#### Data for review

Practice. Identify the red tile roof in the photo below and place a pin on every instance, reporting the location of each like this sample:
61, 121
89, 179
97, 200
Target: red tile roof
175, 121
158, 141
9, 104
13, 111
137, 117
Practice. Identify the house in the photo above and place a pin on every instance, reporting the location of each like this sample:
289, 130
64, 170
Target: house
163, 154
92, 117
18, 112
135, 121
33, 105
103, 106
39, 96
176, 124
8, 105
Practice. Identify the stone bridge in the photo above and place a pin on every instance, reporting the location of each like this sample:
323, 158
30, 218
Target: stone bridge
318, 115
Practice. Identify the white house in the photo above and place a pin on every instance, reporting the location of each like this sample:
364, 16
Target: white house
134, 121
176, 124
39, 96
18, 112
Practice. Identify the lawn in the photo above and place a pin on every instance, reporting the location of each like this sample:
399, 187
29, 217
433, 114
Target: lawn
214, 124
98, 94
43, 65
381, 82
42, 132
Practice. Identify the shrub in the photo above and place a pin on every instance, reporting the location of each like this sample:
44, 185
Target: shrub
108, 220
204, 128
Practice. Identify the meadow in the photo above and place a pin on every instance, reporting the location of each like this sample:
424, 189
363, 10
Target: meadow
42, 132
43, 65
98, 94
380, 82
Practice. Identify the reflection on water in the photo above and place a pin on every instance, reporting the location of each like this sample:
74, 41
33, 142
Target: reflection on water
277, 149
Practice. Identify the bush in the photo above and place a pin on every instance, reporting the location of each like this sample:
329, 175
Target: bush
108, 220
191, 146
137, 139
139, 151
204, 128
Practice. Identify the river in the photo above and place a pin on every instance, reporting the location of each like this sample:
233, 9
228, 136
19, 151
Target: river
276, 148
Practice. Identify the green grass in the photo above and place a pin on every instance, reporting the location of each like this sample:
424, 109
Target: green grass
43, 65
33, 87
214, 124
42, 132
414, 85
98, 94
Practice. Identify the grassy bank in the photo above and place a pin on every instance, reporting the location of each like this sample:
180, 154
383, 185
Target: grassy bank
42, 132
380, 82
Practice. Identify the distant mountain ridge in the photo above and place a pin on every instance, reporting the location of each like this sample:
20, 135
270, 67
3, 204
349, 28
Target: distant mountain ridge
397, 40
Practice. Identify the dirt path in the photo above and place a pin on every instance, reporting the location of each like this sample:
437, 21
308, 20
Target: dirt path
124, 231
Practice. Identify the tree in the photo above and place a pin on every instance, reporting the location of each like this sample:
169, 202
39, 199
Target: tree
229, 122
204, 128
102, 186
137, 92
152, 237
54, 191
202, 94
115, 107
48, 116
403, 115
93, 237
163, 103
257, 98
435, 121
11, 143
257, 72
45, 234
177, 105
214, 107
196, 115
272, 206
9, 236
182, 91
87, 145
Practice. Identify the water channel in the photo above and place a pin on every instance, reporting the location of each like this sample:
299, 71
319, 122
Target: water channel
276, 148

########

Instructions for the task
Give back each entry above precisely as it was written.

Solution
Practice. Identify the red tile roof in the photo below and place a pin on every instance, reporting the location of each like this sample:
61, 121
89, 179
97, 200
Target: red tile roof
175, 121
158, 141
9, 104
13, 111
137, 117
Practice. Identify the house in the photo above and place a pin on every instance, reporting the location of each like this sample:
289, 130
64, 170
Target: house
163, 154
92, 117
18, 112
135, 121
33, 105
103, 106
39, 96
176, 124
8, 105
Practice. Identify the stone bridge in the photo above and place a pin on every instance, reporting the location of each like this sample:
323, 158
30, 218
Target: stone bridge
318, 115
Practice. Identify the white house in the photo above and place a pin on every instance, reporting the location of each like this sample:
364, 16
Target: white house
134, 121
176, 124
39, 96
18, 112
Practice. Identify the lawn in the photo above and place a pin on every instance, reporting the location of each like this sample:
399, 187
29, 217
433, 114
Target: lawn
214, 124
98, 94
43, 65
381, 82
42, 132
Practice. Identify the shrub in the photo above and place a pin on every instance, reporting the location of each like this sample:
44, 185
Target: shrub
108, 220
204, 128
Practice. Identify the meadow in the photo above and place a pin on every instance, reporting the location of each like this sample:
424, 189
363, 10
Target: meadow
42, 132
43, 65
98, 94
380, 82
Practice. Identify the reflection on water in the photo above and place a pin on every instance, reporting the location of each like this sample:
74, 41
33, 142
Target: reflection on water
277, 149
Practice. Identify the bush in the photo above and place a pin on every instance, reporting the location of each like this sample:
329, 175
Target: bush
108, 220
191, 146
137, 139
139, 151
204, 128
Practice. Identify the river in the photo above and place a pin on every instance, reporting the location of each like this sample:
233, 9
228, 136
19, 151
Target: river
276, 148
Practice. Identify the green grass in the photo above and place a pin on every instance, reporting the location of each like this sample:
424, 109
Target: green grass
43, 65
33, 87
214, 124
42, 132
414, 85
98, 94
Practice. Identify the grassy bank in the photo above and place a pin on every instance, reporting the location of each like this sample:
180, 154
383, 185
Target: grassy bank
42, 132
380, 82
Practice. Identify the distant mountain ridge in the photo above and place a pin on every instance, reporting the location of each like this sample:
20, 135
270, 67
3, 204
349, 28
Target: distant mountain ridge
397, 40
Practice. Identify the dirt path in the photo above and place a pin on every instance, reporting the location of each like this sample:
437, 21
308, 20
Target: dirt path
124, 231
Practice. Identify the tree in the photo above and place a pin on every instance, reporting the location of each like this sample:
169, 202
39, 199
Target: tree
229, 122
204, 128
102, 186
137, 92
152, 237
54, 191
202, 94
115, 107
48, 116
403, 115
93, 237
163, 103
257, 98
435, 121
11, 143
257, 72
45, 234
177, 105
214, 107
196, 115
272, 206
9, 236
182, 91
87, 145
Practice. Identify the water channel in the photo above and place a pin on every instance, reporting the location of each like this sample:
299, 71
319, 122
Target: water channel
276, 148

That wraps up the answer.